::: OEFENTEKST :::

21 501-32 Landbouw- en Visserijraad

Nr. 721 BRIEF VAN DE STAATSSECRETARIS VAN ECONOMISCHE ZAKEN

Aan de Voorzitter van de Tweede Kamer der Staten-Generaal

Den Haag, 19 juni 2013

In mijn brief van 9 juni jl. heb ik uw Kamer geïnformeerd over de wijze van uitvoering van de motie Ouwehand (PvdD)/Van Dekken (PvdA) (Kamerstuk 21 501-32, nr. 613). Over de uitvoering van de motie heb ik overleg gevoerd met de Stuurgroep Ingrepen bij pluimvee, waarin zowel het bedrijfsleven als de Dierenbescherming vertegenwoordigd zijn.

De Nederlandse Vakbond Pluimveehouders (NVP) heeft mij op 13 juni jl. een brief gestuurd over het besluit. Naar aanleiding van deze brief heb ik op 17 juni jl. op eigen initiatief nogmaals overlegd gevoerd met de pluimveesector. Dit overleg stond op verzoek van het bedrijfsleven met name stil bij de (financiële) positie van de pluimveehouderij. Hierbij doe ik u verslag van het bestuurlijke overleg met de sector (pluimveehouderij, slachterijen en eierhandel, productschap) over de volgende punten die in de brief van NVP zijn aangegeven:

  • de wens om te stoppen met eenzijdige regelgeving (bv het verbod op snavelbehandeling);

  • een betere handhaving van de regels in Europa (gelijk speelveld)

  • het verzoek om ervoor te zorgen dat er geen staatssteun komt in andere EU landen.

1) Quick scan van mogelijke economische gevolgen

In de brief van NVP wordt ook gesproken over een rapport over economische aspecten rondom ingrepen bij pluimvee. Om de besluitvorming inzake ingrepen te ondersteunen en de economische gevolgen van een verbod van de ingrepen per 2015 in kaart te laten brengen heb ik een «quick scan» gevraagd aan het Landbouw Economisch Instituut (LEI). Dit tegen de achtergrond dat met grote regelmaat in het kader van «kennis voor beleid» aan Wageningen Universiteit en Research om informatie wordt gevraagd ter ondersteuning van de besluitvoorbereiding. Deze quick scan (zie bijlage1) is, zoals gebruikelijk niet gepubliceerd, maar op verzoek naar de Stuurgroep Ingrepen bij pluimvee gestuurd. Zoals ook het LEI zelf aan geeft, geeft het document bouwstenen voor het Ministerie van Economische Zaken en is dus niet geschreven als een zelfstandig onderzoek en is daarom ook geen op zichzelf staand advies.

::: VERZAMELDE GEGEVENS :::

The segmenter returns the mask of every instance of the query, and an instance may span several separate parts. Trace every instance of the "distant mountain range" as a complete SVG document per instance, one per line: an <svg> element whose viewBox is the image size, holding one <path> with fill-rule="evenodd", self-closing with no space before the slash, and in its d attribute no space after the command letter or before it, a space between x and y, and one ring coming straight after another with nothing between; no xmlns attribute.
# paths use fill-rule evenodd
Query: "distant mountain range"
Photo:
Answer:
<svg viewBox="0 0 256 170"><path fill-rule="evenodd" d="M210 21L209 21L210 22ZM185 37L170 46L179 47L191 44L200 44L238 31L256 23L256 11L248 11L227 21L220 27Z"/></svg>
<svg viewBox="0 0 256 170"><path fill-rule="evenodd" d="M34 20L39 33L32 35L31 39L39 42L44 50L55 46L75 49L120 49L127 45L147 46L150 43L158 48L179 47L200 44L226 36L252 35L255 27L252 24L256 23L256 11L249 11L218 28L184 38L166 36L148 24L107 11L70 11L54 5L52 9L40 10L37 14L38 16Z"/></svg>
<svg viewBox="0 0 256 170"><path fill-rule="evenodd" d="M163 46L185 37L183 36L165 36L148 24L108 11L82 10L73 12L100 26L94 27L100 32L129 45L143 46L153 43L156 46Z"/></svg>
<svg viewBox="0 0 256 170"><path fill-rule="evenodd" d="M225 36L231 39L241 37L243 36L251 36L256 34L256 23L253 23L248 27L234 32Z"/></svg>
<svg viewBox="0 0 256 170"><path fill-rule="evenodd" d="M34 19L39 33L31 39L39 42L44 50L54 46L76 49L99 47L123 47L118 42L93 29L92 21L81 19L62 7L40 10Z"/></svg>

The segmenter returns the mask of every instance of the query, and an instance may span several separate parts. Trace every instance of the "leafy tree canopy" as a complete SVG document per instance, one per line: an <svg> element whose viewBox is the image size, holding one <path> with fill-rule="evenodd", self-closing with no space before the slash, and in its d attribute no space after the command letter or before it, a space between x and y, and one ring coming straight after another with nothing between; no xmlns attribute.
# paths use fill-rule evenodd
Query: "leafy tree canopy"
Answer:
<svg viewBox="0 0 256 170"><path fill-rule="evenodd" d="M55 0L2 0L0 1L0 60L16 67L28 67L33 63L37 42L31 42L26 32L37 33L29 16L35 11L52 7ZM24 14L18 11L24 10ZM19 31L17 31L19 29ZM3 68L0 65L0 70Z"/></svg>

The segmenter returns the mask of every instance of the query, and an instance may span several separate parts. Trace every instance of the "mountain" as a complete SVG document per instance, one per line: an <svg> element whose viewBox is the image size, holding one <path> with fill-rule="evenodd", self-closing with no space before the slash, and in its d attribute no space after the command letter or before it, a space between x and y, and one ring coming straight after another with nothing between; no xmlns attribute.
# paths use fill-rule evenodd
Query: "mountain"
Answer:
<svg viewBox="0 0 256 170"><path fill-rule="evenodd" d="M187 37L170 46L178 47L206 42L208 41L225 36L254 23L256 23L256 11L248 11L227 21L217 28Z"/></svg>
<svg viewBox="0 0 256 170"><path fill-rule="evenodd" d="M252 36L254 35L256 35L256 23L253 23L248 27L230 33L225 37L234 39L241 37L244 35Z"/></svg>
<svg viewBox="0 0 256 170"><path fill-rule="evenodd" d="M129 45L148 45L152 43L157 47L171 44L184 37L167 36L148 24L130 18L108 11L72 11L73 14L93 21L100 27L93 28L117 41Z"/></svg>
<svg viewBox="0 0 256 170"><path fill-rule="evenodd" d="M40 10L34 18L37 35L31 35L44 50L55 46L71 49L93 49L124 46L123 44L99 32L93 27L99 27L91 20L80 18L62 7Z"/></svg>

:::

▶ OP TE LOSSEN
1/ Werk het deel van de brief over ingrepen bij pluimvee bij dat begint bij "De Nederlandse Vakbond" en eindigt bij "andere EU landen.". Zet daarin "pluimveebranche" in plaats van "pluimveesector".
2/ Schrijf de brief over ingrepen bij pluimvee verder, aansluitend op de laatste zin.
De items zijn los materiaal en horen niet bij de brief over ingrepen bij pluimvee.

▶ ANTWOORDEN PER OPDRACHT
1/
De Nederlandse Vakbond Pluimveehouders (NVP) heeft mij op 13 juni jl. een brief gestuurd over het besluit. Naar aanleiding van deze brief heb ik op 17 juni jl. op eigen initiatief nogmaals overlegd gevoerd met de pluimveebranche. Dit overleg stond op verzoek van het bedrijfsleven met name stil bij de (financiële) positie van de pluimveehouderij. Hierbij doe ik u verslag van het bestuurlijke overleg met de sector (pluimveehouderij, slachterijen en eierhandel, productschap) over de volgende punten die in de brief van NVP zijn aangegeven:

  • de wens om te stoppen met eenzijdige regelgeving (bv het verbod op snavelbehandeling);

  • een betere handhaving van de regels in Europa (gelijk speelveld)

  • het verzoek om ervoor te zorgen dat er geen staatssteun komt in andere EU landen.

2/
Deze quick scan laat zien welke economische gevolgen het verbod op ingrepen zal kunnen hebben, op basis van aannames. Ook een verbod in 2021, het jaar waarin in de oorspronkelijke plannen een verbod zou komen, of een verbod in 2015 zoals verzicht in de motie Ouwehand / van Dekken, zou leiden tot economische gevolgen voor de pluimveesector. Voor zover de quick scan bedrijfsgevoelige informatie bevat, zijn de namen van bedrijven in het document weggelakt.

2) Nationale regelgeving

De Nederlandse pluimveesector geeft aan financiële problemen te ondervinden sinds een aantal maanden, zowel in de eier- als in de vleesproductie door hoge voerprijzen en lage prijzen voor eieren en pluimveevlees. De pluimveesector vindt dat nationale koppen in de regelgeving deze situatie verergeren door de verhoging van bedrijfskosten en de verslechtering van de concurrentiepositie die hiervan het gevolg is. Als voorbeeld is de snavelbehandeling genoemd.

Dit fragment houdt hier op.